WHAT THE TASK REQUIRES: Copy out all of the material below, word for word and without any changes.

##########

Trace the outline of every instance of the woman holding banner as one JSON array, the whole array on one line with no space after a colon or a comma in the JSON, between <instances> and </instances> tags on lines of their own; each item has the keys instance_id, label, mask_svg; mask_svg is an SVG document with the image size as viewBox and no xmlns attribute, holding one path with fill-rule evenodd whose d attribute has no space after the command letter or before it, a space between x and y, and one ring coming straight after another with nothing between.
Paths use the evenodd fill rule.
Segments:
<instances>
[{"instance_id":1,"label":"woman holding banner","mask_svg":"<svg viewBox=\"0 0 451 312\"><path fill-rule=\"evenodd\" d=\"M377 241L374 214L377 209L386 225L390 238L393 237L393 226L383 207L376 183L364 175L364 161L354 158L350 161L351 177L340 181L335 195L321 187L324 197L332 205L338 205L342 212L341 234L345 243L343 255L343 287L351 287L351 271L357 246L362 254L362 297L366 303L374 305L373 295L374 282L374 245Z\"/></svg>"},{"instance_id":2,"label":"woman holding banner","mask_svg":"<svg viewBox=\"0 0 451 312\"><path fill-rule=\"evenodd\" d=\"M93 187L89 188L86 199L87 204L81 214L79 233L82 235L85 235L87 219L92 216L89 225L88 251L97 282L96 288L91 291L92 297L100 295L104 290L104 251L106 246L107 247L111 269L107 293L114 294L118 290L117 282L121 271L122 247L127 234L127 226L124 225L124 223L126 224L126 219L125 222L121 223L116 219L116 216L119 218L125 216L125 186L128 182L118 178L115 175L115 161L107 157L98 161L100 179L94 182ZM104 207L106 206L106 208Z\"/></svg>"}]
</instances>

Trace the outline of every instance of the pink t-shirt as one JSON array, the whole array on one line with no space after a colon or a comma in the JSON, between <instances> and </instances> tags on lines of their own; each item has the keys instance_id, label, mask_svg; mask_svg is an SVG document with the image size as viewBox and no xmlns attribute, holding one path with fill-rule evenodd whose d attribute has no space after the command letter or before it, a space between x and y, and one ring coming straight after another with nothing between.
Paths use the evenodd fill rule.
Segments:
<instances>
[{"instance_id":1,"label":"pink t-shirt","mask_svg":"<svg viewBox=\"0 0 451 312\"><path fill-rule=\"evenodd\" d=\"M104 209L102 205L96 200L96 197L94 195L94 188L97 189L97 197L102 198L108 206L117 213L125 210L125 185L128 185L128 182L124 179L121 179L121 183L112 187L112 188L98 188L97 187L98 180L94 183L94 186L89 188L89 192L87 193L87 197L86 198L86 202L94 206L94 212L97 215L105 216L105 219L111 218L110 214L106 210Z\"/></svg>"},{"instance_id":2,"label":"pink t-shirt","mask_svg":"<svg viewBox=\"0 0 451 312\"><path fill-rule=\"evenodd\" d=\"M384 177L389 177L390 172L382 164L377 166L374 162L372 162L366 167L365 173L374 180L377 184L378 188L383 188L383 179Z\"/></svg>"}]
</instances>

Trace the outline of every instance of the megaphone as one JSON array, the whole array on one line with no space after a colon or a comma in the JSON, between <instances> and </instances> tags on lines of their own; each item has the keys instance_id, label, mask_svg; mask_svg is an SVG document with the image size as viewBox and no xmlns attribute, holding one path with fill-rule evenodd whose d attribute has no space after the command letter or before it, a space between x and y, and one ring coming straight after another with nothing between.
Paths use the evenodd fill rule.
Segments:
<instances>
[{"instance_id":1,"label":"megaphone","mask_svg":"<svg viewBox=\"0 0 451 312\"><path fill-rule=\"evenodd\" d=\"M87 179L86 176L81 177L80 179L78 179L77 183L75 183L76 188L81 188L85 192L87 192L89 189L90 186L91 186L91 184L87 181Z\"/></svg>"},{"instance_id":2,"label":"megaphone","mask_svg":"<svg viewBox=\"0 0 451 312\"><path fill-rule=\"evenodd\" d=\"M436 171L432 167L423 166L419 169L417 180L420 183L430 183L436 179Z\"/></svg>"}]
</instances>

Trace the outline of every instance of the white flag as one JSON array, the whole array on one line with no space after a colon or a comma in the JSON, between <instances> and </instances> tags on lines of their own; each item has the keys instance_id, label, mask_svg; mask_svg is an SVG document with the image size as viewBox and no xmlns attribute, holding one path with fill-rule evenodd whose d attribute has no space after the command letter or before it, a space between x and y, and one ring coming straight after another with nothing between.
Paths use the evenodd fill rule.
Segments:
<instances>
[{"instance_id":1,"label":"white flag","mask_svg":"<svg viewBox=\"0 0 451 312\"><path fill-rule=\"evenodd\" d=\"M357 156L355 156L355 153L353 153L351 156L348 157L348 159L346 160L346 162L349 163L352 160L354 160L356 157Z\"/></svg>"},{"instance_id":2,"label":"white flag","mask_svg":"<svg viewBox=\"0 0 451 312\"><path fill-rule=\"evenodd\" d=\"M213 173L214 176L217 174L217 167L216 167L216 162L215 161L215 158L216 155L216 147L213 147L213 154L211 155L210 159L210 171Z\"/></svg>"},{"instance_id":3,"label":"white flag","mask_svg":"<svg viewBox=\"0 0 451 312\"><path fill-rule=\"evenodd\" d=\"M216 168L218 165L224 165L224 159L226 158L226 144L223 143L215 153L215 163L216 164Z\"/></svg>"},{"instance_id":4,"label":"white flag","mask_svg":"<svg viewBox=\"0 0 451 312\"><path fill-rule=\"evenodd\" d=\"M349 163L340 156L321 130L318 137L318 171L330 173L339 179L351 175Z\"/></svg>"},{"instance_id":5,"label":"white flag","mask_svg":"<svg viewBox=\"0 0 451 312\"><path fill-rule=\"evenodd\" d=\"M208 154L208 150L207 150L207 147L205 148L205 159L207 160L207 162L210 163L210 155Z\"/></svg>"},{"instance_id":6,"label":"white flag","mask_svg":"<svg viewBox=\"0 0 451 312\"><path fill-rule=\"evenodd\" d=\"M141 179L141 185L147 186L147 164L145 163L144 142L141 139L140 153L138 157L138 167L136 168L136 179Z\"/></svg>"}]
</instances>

##########

THE RESULT:
Trace the outline of every instance of the woman holding banner as one JSON array, the whole array on one line with no space after a colon or a comma in the JSON, between <instances> and </instances> tags on lines of their own; each item has the keys instance_id, label, mask_svg; mask_svg is an SVG document with the image size as viewBox and no xmlns attribute, holding one path with fill-rule evenodd whose d attribute has no space after the command letter or before it, a space between x and y, and one ring coming straight after another with nothing between.
Paths use the evenodd fill rule.
Segments:
<instances>
[{"instance_id":1,"label":"woman holding banner","mask_svg":"<svg viewBox=\"0 0 451 312\"><path fill-rule=\"evenodd\" d=\"M377 241L374 214L377 209L386 225L390 238L393 237L393 226L383 207L376 183L364 175L364 161L354 158L350 161L351 177L340 181L335 195L321 187L324 197L332 205L338 205L342 212L341 234L345 243L343 255L343 287L351 287L351 271L357 246L362 254L362 297L366 303L374 305L373 295L374 282L374 245Z\"/></svg>"},{"instance_id":2,"label":"woman holding banner","mask_svg":"<svg viewBox=\"0 0 451 312\"><path fill-rule=\"evenodd\" d=\"M93 187L89 188L86 199L87 204L81 214L79 233L82 235L85 235L87 219L92 216L89 225L88 251L97 282L96 288L91 291L92 297L100 295L104 290L104 251L106 246L107 247L111 269L107 293L114 294L118 290L117 282L121 271L122 247L127 234L127 226L124 225L124 223L126 224L126 219L125 222L121 223L116 219L116 216L119 218L125 216L125 186L128 182L118 178L115 175L115 161L107 157L98 161L100 179L94 182ZM104 207L106 206L106 208Z\"/></svg>"}]
</instances>

Trace the outline of every instance of the pink t-shirt as one JSON array, the whole array on one line with no space after a colon or a comma in the JSON, between <instances> and </instances> tags on lines of their own; each item has the keys instance_id, label, mask_svg; mask_svg is an SVG document with the image size as viewBox and no xmlns attribute, holding one path with fill-rule evenodd whose d attribute has no space after the command letter or before it, a space between x and y, and one ring coming straight after another with nothing between.
Paths use the evenodd fill rule.
Segments:
<instances>
[{"instance_id":1,"label":"pink t-shirt","mask_svg":"<svg viewBox=\"0 0 451 312\"><path fill-rule=\"evenodd\" d=\"M104 209L102 205L96 200L96 197L94 195L94 188L97 189L97 197L102 198L108 206L117 213L125 210L125 185L128 185L128 182L124 179L121 179L121 183L112 187L112 188L98 188L97 187L98 180L94 183L94 186L89 188L89 192L87 193L87 197L86 198L86 202L94 206L94 212L97 215L105 216L105 219L111 218L110 214L106 210Z\"/></svg>"},{"instance_id":2,"label":"pink t-shirt","mask_svg":"<svg viewBox=\"0 0 451 312\"><path fill-rule=\"evenodd\" d=\"M384 177L389 177L390 172L382 164L377 166L374 162L372 162L366 167L365 173L374 180L377 184L378 188L383 188L383 179Z\"/></svg>"}]
</instances>

Trace the outline of every instance of the megaphone as one JSON array, the whole array on one line with no space after a colon or a comma in the JSON, between <instances> and </instances> tags on lines of their own; each item has the keys instance_id, label, mask_svg; mask_svg is an SVG document with the image size as viewBox and no xmlns attribute, holding one path with fill-rule evenodd whose d attribute has no space after the command letter or before it, a space between x and y, and one ring coming straight after another with nothing between.
Paths use the evenodd fill rule.
Segments:
<instances>
[{"instance_id":1,"label":"megaphone","mask_svg":"<svg viewBox=\"0 0 451 312\"><path fill-rule=\"evenodd\" d=\"M87 179L86 176L81 177L80 179L78 179L77 183L75 183L76 188L81 188L85 192L87 192L89 189L90 186L91 186L91 184L87 181Z\"/></svg>"},{"instance_id":2,"label":"megaphone","mask_svg":"<svg viewBox=\"0 0 451 312\"><path fill-rule=\"evenodd\" d=\"M436 171L432 167L423 166L419 169L417 180L420 183L430 183L436 179Z\"/></svg>"}]
</instances>

Trace the outline of every instance of the white flag as one JSON array, the whole array on one line with no space after a colon or a comma in the JSON, between <instances> and </instances> tags on lines of their own; each item has the keys instance_id, label, mask_svg; mask_svg is an SVG document with the image size as viewBox and no xmlns attribute, holding one path with fill-rule evenodd whose d attribute has no space after the command letter or before it, a space between x and y, and one ring coming straight after another with nothing between.
Paths use the evenodd fill rule.
Segments:
<instances>
[{"instance_id":1,"label":"white flag","mask_svg":"<svg viewBox=\"0 0 451 312\"><path fill-rule=\"evenodd\" d=\"M357 156L355 156L355 153L353 153L351 156L348 157L348 159L346 160L346 162L349 163L352 160L354 160L356 157Z\"/></svg>"},{"instance_id":2,"label":"white flag","mask_svg":"<svg viewBox=\"0 0 451 312\"><path fill-rule=\"evenodd\" d=\"M213 173L214 176L217 174L217 167L216 167L216 162L215 161L215 158L216 155L216 147L213 147L213 154L211 155L210 159L210 171Z\"/></svg>"},{"instance_id":3,"label":"white flag","mask_svg":"<svg viewBox=\"0 0 451 312\"><path fill-rule=\"evenodd\" d=\"M216 168L218 165L224 165L224 159L226 158L226 144L223 143L215 153L215 163L216 164Z\"/></svg>"},{"instance_id":4,"label":"white flag","mask_svg":"<svg viewBox=\"0 0 451 312\"><path fill-rule=\"evenodd\" d=\"M349 163L340 156L321 130L318 137L318 171L330 173L339 179L351 175Z\"/></svg>"},{"instance_id":5,"label":"white flag","mask_svg":"<svg viewBox=\"0 0 451 312\"><path fill-rule=\"evenodd\" d=\"M208 154L208 150L207 150L207 147L205 148L205 159L207 160L207 162L210 163L210 155Z\"/></svg>"},{"instance_id":6,"label":"white flag","mask_svg":"<svg viewBox=\"0 0 451 312\"><path fill-rule=\"evenodd\" d=\"M141 179L141 185L147 186L147 164L145 163L144 142L141 139L140 153L138 157L138 167L136 168L136 179Z\"/></svg>"}]
</instances>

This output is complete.